Page text Block Start
The real hero here is @aclark73. Because he chimed in, you now have a means to test improvements to your system. I've thanked him before, but I'll thank him again. Thanks, man. I owe you one. 👏 👍
Up front: feel free to skip this if you don't want to "wade through the snark", as I'm continuing to reply to various bits of minutiae which have nothing to do with the problem with the code.
Except for the fact that the original test case was more than sufficient to help identify the problem and included literally no snark, sure. You almost made the newline-as-the-issue identification during our IRC conversation, so the extra effort to convince you there was actually a problem is effectively wasted time, but it's cold out and I needed the space heater.
I'm aware of solutions like Bleach, and yes, we do run some sanitization on user input. We must balance our sanitization routines against the fact that we accept data from a number of unusual sources including automated systems (mmm, IBM XML is atrocious) and can't simply throw away "bad user input" while expecting to keep the client. Law 36: Practicality beats purity.
Absolutely none of this "it hurts when I do this, so don't do it" nonsense is helpful in the face of a clear fault in your codebase. But, the attitudes and philosophies demonstrated are excellent encouragement to look for other solutions.
Please be aware of your tone when reporting issues.
Re-read the first post. Please be aware of your tone when responding to issues; you wouldn't have edited your reply after, as I edited my reply, if we didn't agree on this point, no? If I had that data at the time, it would have been provided. Amongst my circle of peers, I'm not the only one who found the initial response baffling, either.
Because he chimed in, you now have a means to test improvements to your system.
I don't even know what you are referring to. ¯_(ツ)_/¯
I'm done with this ticket. I do sincerely hope the codebase improves for those who continue using it.
Page text Block End
_Work required_. Transcribe the forum thread from "Absolutely none of" to "response baffling, either.". The data comes from a different source than the forum thread.
Recorded data Block Start
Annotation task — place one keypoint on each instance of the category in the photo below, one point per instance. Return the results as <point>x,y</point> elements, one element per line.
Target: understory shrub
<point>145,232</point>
Recorded data Block End
_Your solution_.
Absolutely none of this "it hurts when I do this, so don't do it" nonsense is helpful in the face of a clear fault in your codebase. But, the attitudes and philosophies demonstrated are excellent encouragement to look for other solutions.
Please be aware of your tone when reporting issues.
Re-read the first post. Please be aware of your tone when responding to issues; you wouldn't have edited your reply after, as I edited my reply, if we didn't agree on this point, no? If I had that data at the time, it would have been provided. Amongst my circle of peers, I'm not the only one who found the initial response baffling, either.